__Parts of the exercise__.
(a) In the Citra Award for Best Picture text, rewrite the passage between "The Best Picture" and "direction, and editing.", inclusive, changing "most important" to "most prestigious".
(b) Translate this sentence from the Citra Award for Best Picture text into Spanish: "Drama film On Your Lap is the most recent winner at the 2025 ceremony."
(c) Pick up the Citra Award for Best Picture text where it ends and continue it.

__Document section__.
- Awarded for: Best motion picture of the year
- Country: Indonesia
- Presented by: Indonesian Film Festival
- First award: 1955
- Currently held by: On Your Lap (2025)
- Website: festivalfilm.id

= Citra Award for Best Picture =

Award given annually at the Indonesian Film Festival

The Citra Award for Best Picture (Indonesian: Film Cerita Panjang Terbaik) is an award given at the Indonesian Film Festival (FFI) to the best feature film of the year. The Citra Awards, described by Screen International as "Indonesia's equivalent to the Oscars", are the country's most prestigious film awards and are intended to recognize achievements in films as well as to draw public interest to the film industry.

Drama film On Your Lap is the most recent winner at the 2025 ceremony.

== History ==
The Citra Awards, then known as the Indonesian Film Festival Awards, were first given in 1955 to co-winners Usmar Ismail's Lewat Djam Malam and Lilik Sudjio's Tarmina. The two-way tie, also found in the Best Actor and Best Actress categories, was controversial as film critics considered Lewat Djam Malam the superior film, leading to allegations that producer Djamaluddin Malik had bought Tarminas prize. Succeeding festivals were held in 1960 and 1967 and annually since 1973. There were no Citra Awards given between 1993 and 2003 due to sharp decline in domestic film production. It was reinstated as an annual event in 2004 after receiving funds from the Indonesian government.

The Best Picture category is considered the most important Citra Award at the Indonesian Film Festival. It is often regarded as the domestic film industry's standard of the year's best motion picture, which takes into account the overall production of a film, including the directing, performances, scoring, writing, music, sound mixing, cinematography, art direction, and editing.

__Given information__.
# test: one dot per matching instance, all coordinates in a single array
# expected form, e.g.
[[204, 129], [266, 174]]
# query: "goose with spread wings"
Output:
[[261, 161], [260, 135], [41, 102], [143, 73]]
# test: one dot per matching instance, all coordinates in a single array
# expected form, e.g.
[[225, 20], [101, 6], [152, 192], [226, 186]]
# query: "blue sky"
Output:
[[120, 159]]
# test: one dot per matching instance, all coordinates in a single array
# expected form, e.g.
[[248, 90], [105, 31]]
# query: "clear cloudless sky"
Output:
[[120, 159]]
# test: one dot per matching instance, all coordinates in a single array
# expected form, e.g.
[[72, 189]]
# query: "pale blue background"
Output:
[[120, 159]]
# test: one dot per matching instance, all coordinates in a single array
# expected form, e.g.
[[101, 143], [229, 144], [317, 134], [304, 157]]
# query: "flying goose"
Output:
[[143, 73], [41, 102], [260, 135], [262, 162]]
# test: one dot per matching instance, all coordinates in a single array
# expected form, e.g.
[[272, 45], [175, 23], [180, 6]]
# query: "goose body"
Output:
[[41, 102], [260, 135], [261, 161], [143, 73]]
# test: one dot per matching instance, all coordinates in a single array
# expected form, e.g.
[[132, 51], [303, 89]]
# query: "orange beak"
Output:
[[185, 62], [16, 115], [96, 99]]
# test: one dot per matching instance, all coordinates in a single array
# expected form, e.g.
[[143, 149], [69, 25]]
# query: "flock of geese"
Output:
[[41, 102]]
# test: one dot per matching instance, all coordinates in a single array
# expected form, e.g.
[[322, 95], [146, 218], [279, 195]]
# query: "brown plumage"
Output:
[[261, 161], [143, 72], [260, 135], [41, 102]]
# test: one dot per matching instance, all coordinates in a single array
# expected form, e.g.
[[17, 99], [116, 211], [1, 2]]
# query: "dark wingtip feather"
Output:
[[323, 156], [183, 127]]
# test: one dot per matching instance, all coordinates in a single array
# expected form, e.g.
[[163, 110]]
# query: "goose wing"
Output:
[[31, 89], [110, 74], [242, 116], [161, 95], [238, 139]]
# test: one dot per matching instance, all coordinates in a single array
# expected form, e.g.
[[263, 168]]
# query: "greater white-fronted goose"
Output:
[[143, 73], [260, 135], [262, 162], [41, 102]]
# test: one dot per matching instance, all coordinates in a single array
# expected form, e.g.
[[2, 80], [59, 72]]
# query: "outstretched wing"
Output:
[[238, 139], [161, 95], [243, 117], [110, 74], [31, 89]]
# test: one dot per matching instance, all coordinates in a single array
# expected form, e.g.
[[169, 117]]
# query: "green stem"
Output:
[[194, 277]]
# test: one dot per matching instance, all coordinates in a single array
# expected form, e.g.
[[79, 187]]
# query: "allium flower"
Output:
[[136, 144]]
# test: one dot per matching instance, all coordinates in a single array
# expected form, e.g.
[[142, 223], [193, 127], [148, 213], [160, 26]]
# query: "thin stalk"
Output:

__Answers by item__.
(a)
The Best Picture category is considered the most prestigious Citra Award at the Indonesian Film Festival. It is often regarded as the domestic film industry's standard of the year's best motion picture, which takes into account the overall production of a film, including the directing, performances, scoring, writing, music, sound mixing, cinematography, art direction, and editing.

(b) La película dramática On Your Lap es la ganadora más reciente en la ceremonia de 2025.

(c)
Marlina the Murderer in Four Acts won Best Picture in 2018 with an overall 10 awards out of 15 nominations, garnering the most wins and most nominations of all time. Prior to that, both records were held by 1986 Best Picture winner Mother with an overall 9 awards out of 10 nominations. The record for most nominations was later broken by 2020 Best Picture winner Impetigore with 17 nominations. In 2023, Andragogy tied the record by receiving 17 nominations.

Upon winning in 2007, Nagabonar Jadi 2 became the first, and as of 2020 the only, sequel to have won Best Picture. Its first film Nagabonar also won Best Picture twenty years prior in 1987.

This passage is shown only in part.